Problems to solve:
(A) In the message on metric abuse, shorten the paragraph that begins "And there is strength in numbers" while keeping its main facts.
(B) Continue the message on metric abuse from the point where it stops.

Reading text:
Metric Abuse Potential and the Power of Open Access Detection & Naming/Shaming

From: Stevan Harnad <amsciforum_at_GMAIL.COM>
Date: Mon, 23 Aug 2010 12:12:48 -0400

On Sun, Aug 22, 2010 at 11:47 PM, Andrew Odlyzko <odlyzko_at_umn.edu> wrote:

> There is perhaps an even more important reason not to worry about this effect:
>
> If university bean-counters do start using download statistics in a serious
> way, those statistics will quickly become distorted to the point of being
> meaningless.  We already have extensive evidence that impact factors of
> journals and citation counts are being systematically distorted.  It
> would be far, far easier to distort download counts.  "Mike, if you will
> have each of your students take a look at one of these half a dozen of
> my papers, I will assign your favorite papers to my classes as required
> reading, ..."

Andrew is absolutely right. All metrics can be abused. Online they can
be abused even more easily. Friends can be asked to download, or
software can be written to do it automatically.

But this is, after all, academia, and not the trade world of spamware
and fraud. So abuses have bigger costs than just the time and money
invested in the scam.

Academics are answerable, with their careers and reputations. Authors
caught out in metric abuse can be named and shamed, and I would say
the potential risks vastly outweigh the potential benefits.

For although the online medium does increase -- greatly -- the
potential for abuse (of all kinds: inflating impact metrics,
plagiarism, fraud) it also increases -- even more greatly -- the
potential for detecting and exposing the abuse.

And there is strength in numbers. Research impact is not a
1-dimensional scalar. It's a vector with many interdependent
components, not all of them equally easy to abuse singly; and the
overall pattern, with its interactions and interdependencies, is
virtually impossible to abuse.

Information supplied:
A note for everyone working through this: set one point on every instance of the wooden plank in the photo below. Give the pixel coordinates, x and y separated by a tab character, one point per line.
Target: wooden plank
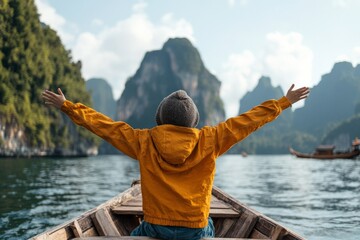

The results:
(A) Many measures together resist abuse. Research impact is not a single number but a vector of many interdependent components, which are not equally easy to abuse one at a time. The overall pattern of their interactions is virtually impossible to abuse.

(B)
Just as self-citations, co-author citations and citation circles are
readily detectable and identifiable (and hence separable from
independent citations) so download manipulations will become
increasingly detectable: For example, you can fake higher download
counts with bogus hits, but you cannot fake the higher citation counts
that higher downloads normally generate after a certain latency. A
download burst not followed by a citation burst is a detectable
anomaly. So are multiple downloads to the same site or to nonacademic
(or faked academic) sites.

Brody, T., Harnad, S. and Carr, L. (2006) Earlier Web Usage Statistics
as Predictors of Later Citation Impact. Journal of the American
Association for Information Science and Technology (JASIST) 57(8) pp.
1060-1072. http://eprints.ecs.soton.ac.uk/10713/

The reason most online spams and scams flourish is that, if caught,
their consequences are no more than a lock-out by one service
provider. The consequences of academic monkey business represent a
rather more sobering deterrent.

Stevan Harnad

> Stevan Harnad <amsciforum_at_GMAIL.COM> wrote:
>
> > On Sun, Aug 22, 2010 at 5:59 PM, Michael Smith
> > <Michael.E.Smith.2_at_asu.edu> wrote:
> >
> > > When I was pitching self-archiving to some colleagues last week, two of them
> > > mentioned the following argument AGAINST self-archiving. University
> > > bean-counters have started using the number of times articles are downloaded
> > > (from publishers sites, I guess) as a measure of faculty productivity or
> > > impact. If one self-archives, then people will be less likely to download
> > > from the publishers site, thereby lowering one’s download score. I can think
> > > of various reasons why this is NOT a good reason to avoid self-archiving,
> > > but I wonder if there are any data on this, or if any bibliometric
> > > researchers have addressed this topic explicitly.
> >
> > Here are just a few reasons (each one of them a no-brainer):
> >
> > (1) More accessibility does not decrease total downloads, it increases them.
> >
> > (2) OA self-archiving, while increasing total downloads, may shift
> > some of the download traffic from the publisher's website to the
> > institutional repository.
> >
> > (3) Download counts from the institutional repository can be added to
> > download counts from the publisher's websites.
> >
> > (4) Open Access self-archiving also increases citations -- another,
> > more venerable target of the bean-counters.
> >
> > (5) Increased downloads lead to increased citations.
> >
> > How many more reasons do the bean-counters need, to mandate OA self-archiving?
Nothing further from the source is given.